* Jouw opdracht *
Leg uit waarom de verteller in het reisverslag hieronder zichzelf een "zelfbenoemde ervaringsdeskundige" noemt bij de luchthaven van Madrid. Antwoord alsjeblieft in één of twee zinnen.

* Paginatekst *
————————

Zondag 25 juni en maandag 26 juni
De volgende twee dagen worden een kleine beproeving, want ik mag me opmaken voor maar liefst drie vluchten na elkaar: van Cuzco naar Lima, van Lima naar Madrid en tenslotte van Madrid naar Brussel. In Cuzco neem ik en de rest van de groep afscheid van Sergio en daarna ook van de andere groepsleden. Er wordt namelijk naar Parijs, Amsterdam en Madrid gevlogen met maar liefst vier verschillende vluchten. Samen met Myriam - de enige andere Belgische op deze reis - blijf ik achter om als laatste de vlucht naar Madrid te nemen. Die vlucht verloopt zonder enige problemen en op de Madrileense luchthaven is het weer even zoeken naar de juiste, connecterende vlucht. Hoe graag ik ook reis, al deze overstappen zijn en blijven toch een zenuwslopende aangelegenheid. 

Ik ben echter een zelfbenoemde ervaringsdeskundige bij de luchthaven van Madrid aangezien ik hier al een half jaar eerder landde bij mijn terugkomst van Costa Rica. Ik ging eens even vertellen waar we moesten zijn, maar dat blijkt toch niet juist te zijn. Een personeelslid van de luchthaven wijst ons wel de goede weg en met een overstaptijd van twee uur moeten we ons zelf niet haasten. De vlucht naar Brussel voelt toch wat langer aan dan dat ie in werkelijkheid is en ik ben dan ook dolblij dat ik weer op Belgische bodem ben. Het veel te hete zomerweer van juni is inmiddels dan al terug gaan liggen, maar dat is niet de reden van m'n blijdschap. Wel dat ik dit gependel bijna vaarwel kan zeggen. Dat mag ook wel want het is inmiddels al maandagavond. Ik wuif Myriam uit en heb dinsdag nog een dagje verlof om uit te blazen. Dat mag ook wel met een reis die ik bijna legendarisch zou durven noemen!

————————

* Vermelde records *
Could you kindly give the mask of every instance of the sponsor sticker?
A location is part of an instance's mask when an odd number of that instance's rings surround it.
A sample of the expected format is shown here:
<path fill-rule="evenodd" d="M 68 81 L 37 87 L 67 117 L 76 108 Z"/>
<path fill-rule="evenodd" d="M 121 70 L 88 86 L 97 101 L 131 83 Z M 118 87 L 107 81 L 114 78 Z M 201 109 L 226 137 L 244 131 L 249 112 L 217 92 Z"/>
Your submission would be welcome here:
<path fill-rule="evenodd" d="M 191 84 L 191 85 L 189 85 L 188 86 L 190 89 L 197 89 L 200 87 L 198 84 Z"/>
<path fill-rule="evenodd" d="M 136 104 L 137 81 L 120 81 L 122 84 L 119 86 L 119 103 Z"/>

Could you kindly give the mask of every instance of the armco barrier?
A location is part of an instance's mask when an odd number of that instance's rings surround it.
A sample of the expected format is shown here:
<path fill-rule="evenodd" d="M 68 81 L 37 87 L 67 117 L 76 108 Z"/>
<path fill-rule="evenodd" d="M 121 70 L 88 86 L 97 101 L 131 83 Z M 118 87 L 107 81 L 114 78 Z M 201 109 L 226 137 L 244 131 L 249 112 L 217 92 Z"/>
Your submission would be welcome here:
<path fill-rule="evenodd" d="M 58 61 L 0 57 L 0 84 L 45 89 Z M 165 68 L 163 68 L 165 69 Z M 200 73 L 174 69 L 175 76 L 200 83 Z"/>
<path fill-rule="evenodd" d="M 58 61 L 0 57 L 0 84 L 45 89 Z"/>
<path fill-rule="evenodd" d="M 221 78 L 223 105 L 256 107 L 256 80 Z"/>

————————

* Uitwerking opdracht *
De verteller was een half jaar eerder al op de luchthaven van Madrid geland, bij de terugkomst van Costa Rica.